[What is needed]:
Reproduce the data below in full and exclude every picture.

[Given records]:
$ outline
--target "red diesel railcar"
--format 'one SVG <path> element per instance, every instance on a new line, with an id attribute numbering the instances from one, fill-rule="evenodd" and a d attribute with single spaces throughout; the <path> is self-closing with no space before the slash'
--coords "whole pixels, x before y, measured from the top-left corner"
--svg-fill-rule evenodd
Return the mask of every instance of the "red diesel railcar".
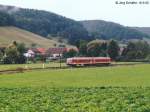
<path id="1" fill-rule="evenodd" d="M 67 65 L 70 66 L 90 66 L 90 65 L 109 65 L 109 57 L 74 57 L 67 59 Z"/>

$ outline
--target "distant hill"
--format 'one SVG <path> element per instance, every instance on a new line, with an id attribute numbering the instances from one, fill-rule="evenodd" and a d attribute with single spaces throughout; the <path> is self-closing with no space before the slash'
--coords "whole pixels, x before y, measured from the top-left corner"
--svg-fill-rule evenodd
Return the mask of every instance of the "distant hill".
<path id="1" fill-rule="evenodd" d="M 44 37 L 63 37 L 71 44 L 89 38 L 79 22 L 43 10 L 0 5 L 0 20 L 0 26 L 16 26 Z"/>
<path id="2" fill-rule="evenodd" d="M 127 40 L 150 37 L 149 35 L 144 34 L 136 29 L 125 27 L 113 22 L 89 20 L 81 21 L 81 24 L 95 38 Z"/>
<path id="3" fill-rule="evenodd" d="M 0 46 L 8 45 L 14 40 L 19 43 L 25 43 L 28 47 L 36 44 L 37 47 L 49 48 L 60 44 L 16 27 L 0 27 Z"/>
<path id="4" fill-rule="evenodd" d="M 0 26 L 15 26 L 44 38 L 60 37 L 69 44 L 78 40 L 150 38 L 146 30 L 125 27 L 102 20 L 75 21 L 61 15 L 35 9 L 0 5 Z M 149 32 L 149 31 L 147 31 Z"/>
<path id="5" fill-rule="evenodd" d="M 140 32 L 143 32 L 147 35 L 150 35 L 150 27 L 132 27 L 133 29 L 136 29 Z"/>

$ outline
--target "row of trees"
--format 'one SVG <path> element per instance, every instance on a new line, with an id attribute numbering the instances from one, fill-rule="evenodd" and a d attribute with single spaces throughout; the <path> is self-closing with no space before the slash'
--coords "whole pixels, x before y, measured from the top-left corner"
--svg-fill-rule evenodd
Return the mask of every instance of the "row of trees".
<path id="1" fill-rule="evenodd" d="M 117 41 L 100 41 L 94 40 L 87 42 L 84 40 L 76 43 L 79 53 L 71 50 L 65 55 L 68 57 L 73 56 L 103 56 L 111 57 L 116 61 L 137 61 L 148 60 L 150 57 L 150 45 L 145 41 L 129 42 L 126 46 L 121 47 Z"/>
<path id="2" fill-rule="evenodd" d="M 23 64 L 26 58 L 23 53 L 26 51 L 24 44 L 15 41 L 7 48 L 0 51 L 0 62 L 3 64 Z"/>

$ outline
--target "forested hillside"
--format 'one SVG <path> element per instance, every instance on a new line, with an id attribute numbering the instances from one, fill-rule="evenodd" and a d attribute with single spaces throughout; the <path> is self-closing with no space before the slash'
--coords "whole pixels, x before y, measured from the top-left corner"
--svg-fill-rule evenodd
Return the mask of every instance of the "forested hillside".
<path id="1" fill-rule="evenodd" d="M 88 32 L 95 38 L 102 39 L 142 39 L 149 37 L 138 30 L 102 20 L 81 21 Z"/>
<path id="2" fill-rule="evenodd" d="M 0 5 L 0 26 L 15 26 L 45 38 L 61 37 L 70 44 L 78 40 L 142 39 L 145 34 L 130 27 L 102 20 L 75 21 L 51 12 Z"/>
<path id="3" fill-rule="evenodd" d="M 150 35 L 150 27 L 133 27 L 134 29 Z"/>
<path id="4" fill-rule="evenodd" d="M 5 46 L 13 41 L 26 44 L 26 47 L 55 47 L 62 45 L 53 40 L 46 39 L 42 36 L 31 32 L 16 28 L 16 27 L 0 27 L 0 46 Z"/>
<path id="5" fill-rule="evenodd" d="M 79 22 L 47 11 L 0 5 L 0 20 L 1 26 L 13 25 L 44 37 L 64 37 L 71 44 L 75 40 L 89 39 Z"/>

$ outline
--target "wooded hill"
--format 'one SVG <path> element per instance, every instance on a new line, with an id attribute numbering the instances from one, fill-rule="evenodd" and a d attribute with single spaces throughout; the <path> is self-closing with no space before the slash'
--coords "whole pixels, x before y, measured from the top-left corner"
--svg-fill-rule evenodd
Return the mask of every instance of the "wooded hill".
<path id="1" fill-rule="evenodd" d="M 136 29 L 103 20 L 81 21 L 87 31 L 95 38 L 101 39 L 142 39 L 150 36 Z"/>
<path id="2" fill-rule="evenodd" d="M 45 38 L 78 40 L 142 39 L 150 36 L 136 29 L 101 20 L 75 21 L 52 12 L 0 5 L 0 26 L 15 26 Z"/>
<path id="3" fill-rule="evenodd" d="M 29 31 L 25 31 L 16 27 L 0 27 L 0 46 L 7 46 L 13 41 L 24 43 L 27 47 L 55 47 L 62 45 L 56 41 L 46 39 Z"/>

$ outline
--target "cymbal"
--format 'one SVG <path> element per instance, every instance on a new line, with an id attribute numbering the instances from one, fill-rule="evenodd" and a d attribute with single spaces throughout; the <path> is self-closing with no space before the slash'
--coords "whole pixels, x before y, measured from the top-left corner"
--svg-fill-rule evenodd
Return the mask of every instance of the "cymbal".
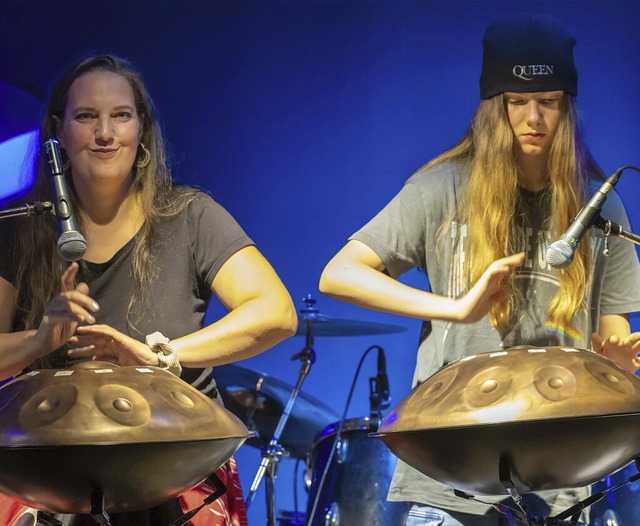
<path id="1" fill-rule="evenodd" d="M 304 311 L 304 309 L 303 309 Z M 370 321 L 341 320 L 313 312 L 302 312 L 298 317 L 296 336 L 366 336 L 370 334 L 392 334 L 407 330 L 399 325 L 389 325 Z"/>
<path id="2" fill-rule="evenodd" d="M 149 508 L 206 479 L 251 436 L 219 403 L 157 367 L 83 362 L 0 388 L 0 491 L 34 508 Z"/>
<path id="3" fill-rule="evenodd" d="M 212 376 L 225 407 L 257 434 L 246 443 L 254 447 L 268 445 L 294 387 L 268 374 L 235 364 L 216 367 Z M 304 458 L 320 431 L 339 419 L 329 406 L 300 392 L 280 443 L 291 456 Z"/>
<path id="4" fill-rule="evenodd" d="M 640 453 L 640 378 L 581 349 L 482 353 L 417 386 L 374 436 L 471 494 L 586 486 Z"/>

[Task response]:
$ outline
--target "red diesel railcar"
--format 'one SVG <path> element per instance, every instance on a new line, with an id attribute numbering the instances from one, fill-rule="evenodd" and a d attribute with single spaces throughout; the <path> is self-closing with no space before the slash'
--coords "whole pixels, x before y, measured from the top-left corner"
--svg-fill-rule evenodd
Return the mask of every instance of the "red diesel railcar".
<path id="1" fill-rule="evenodd" d="M 67 65 L 70 66 L 90 66 L 90 65 L 109 65 L 109 57 L 74 57 L 67 59 Z"/>

$ outline
--target "distant hill"
--format 'one SVG <path> element per instance, every instance on a new line, with an id attribute numbering the instances from one, fill-rule="evenodd" and a d attribute with single spaces throughout; the <path> is self-closing with no space before the slash'
--coords "whole pixels, x before y, measured from the top-left corner"
--svg-fill-rule evenodd
Return the mask of every instance of the "distant hill".
<path id="1" fill-rule="evenodd" d="M 44 37 L 63 37 L 71 44 L 89 38 L 79 22 L 43 10 L 0 5 L 0 20 L 0 26 L 16 26 Z"/>
<path id="2" fill-rule="evenodd" d="M 127 40 L 150 37 L 149 35 L 144 34 L 136 29 L 125 27 L 113 22 L 89 20 L 81 21 L 81 24 L 95 38 Z"/>
<path id="3" fill-rule="evenodd" d="M 0 46 L 8 45 L 14 40 L 19 43 L 25 43 L 28 47 L 36 44 L 37 47 L 49 48 L 60 44 L 16 27 L 0 27 Z"/>
<path id="4" fill-rule="evenodd" d="M 0 26 L 15 26 L 44 38 L 60 37 L 69 44 L 78 40 L 150 38 L 146 30 L 125 27 L 102 20 L 75 21 L 61 15 L 35 9 L 0 5 Z M 149 32 L 149 31 L 147 31 Z"/>
<path id="5" fill-rule="evenodd" d="M 140 32 L 143 32 L 147 35 L 150 35 L 150 27 L 132 27 L 133 29 L 136 29 Z"/>

$ outline
--target "row of trees"
--format 'one SVG <path> element per instance, every instance on a new line, with an id attribute numbering the instances from one, fill-rule="evenodd" and a d attribute with single spaces throughout; the <path> is self-closing with no space before the slash'
--coords "whole pixels, x before y, measured from the top-left corner"
--svg-fill-rule evenodd
Return the mask of every instance of the "row of trees".
<path id="1" fill-rule="evenodd" d="M 117 41 L 100 41 L 94 40 L 87 42 L 84 40 L 76 43 L 79 53 L 71 50 L 65 55 L 68 57 L 73 56 L 103 56 L 111 57 L 116 61 L 137 61 L 148 60 L 150 57 L 150 45 L 145 41 L 129 42 L 126 46 L 121 47 Z"/>
<path id="2" fill-rule="evenodd" d="M 23 64 L 26 58 L 23 53 L 26 51 L 24 44 L 15 41 L 7 48 L 0 51 L 0 62 L 3 64 Z"/>

$ outline
--target "forested hillside"
--format 'one SVG <path> element per instance, every instance on a new line, with an id attribute numbering the instances from one, fill-rule="evenodd" and a d attribute with single spaces throughout; the <path> is self-closing with no space before the slash'
--coords "whole pixels, x before y, measured from the top-left corner"
--svg-fill-rule evenodd
Return the mask of every instance of the "forested hillside".
<path id="1" fill-rule="evenodd" d="M 88 32 L 95 38 L 102 39 L 142 39 L 149 37 L 138 30 L 102 20 L 81 21 Z"/>
<path id="2" fill-rule="evenodd" d="M 0 5 L 0 26 L 15 26 L 45 38 L 61 37 L 70 44 L 78 40 L 142 39 L 145 34 L 130 27 L 102 20 L 75 21 L 51 12 Z"/>
<path id="3" fill-rule="evenodd" d="M 150 35 L 150 27 L 133 27 L 134 29 Z"/>
<path id="4" fill-rule="evenodd" d="M 5 46 L 13 41 L 26 44 L 26 47 L 55 47 L 62 45 L 53 40 L 46 39 L 42 36 L 31 32 L 16 28 L 16 27 L 0 27 L 0 46 Z"/>
<path id="5" fill-rule="evenodd" d="M 79 22 L 47 11 L 0 5 L 0 20 L 1 26 L 13 25 L 44 37 L 64 37 L 71 44 L 75 40 L 89 39 Z"/>

$ outline
--target "wooded hill"
--format 'one SVG <path> element per instance, every instance on a new line, with an id attribute numbering the instances from one, fill-rule="evenodd" and a d attribute with single spaces throughout; the <path> is self-closing with no space before the slash'
--coords "whole pixels, x before y, measured from the top-left corner"
--svg-fill-rule evenodd
Return the mask of every instance of the "wooded hill".
<path id="1" fill-rule="evenodd" d="M 136 29 L 103 20 L 81 21 L 87 31 L 95 38 L 101 39 L 142 39 L 150 36 Z"/>
<path id="2" fill-rule="evenodd" d="M 45 38 L 78 40 L 142 39 L 150 36 L 136 29 L 101 20 L 75 21 L 52 12 L 0 5 L 0 26 L 15 26 Z"/>
<path id="3" fill-rule="evenodd" d="M 29 31 L 25 31 L 16 27 L 0 27 L 0 46 L 7 46 L 13 41 L 24 43 L 27 47 L 55 47 L 62 45 L 56 41 L 46 39 Z"/>

$ outline
--target "cymbal"
--format 'one SVG <path> element per instance, every instance on a new line, with an id attribute numbering the instances from one, fill-rule="evenodd" and a d attribute with single spaces throughout; the <path> is self-closing with no space before the slash'
--coords "whole pixels, x before y, measured from the top-left corner"
--svg-fill-rule evenodd
Return the mask of every instance of the "cymbal".
<path id="1" fill-rule="evenodd" d="M 304 311 L 304 309 L 303 309 Z M 370 321 L 341 320 L 313 312 L 302 312 L 298 317 L 296 336 L 366 336 L 370 334 L 392 334 L 407 330 L 399 325 L 389 325 Z"/>
<path id="2" fill-rule="evenodd" d="M 149 508 L 206 479 L 251 436 L 219 403 L 157 367 L 83 362 L 0 388 L 0 491 L 34 508 Z"/>
<path id="3" fill-rule="evenodd" d="M 212 376 L 225 407 L 257 434 L 246 443 L 254 447 L 268 445 L 294 387 L 268 374 L 235 364 L 216 367 Z M 304 458 L 320 431 L 339 419 L 329 406 L 300 392 L 280 443 L 291 456 Z"/>
<path id="4" fill-rule="evenodd" d="M 640 453 L 640 378 L 581 349 L 482 353 L 417 386 L 374 436 L 471 494 L 586 486 Z"/>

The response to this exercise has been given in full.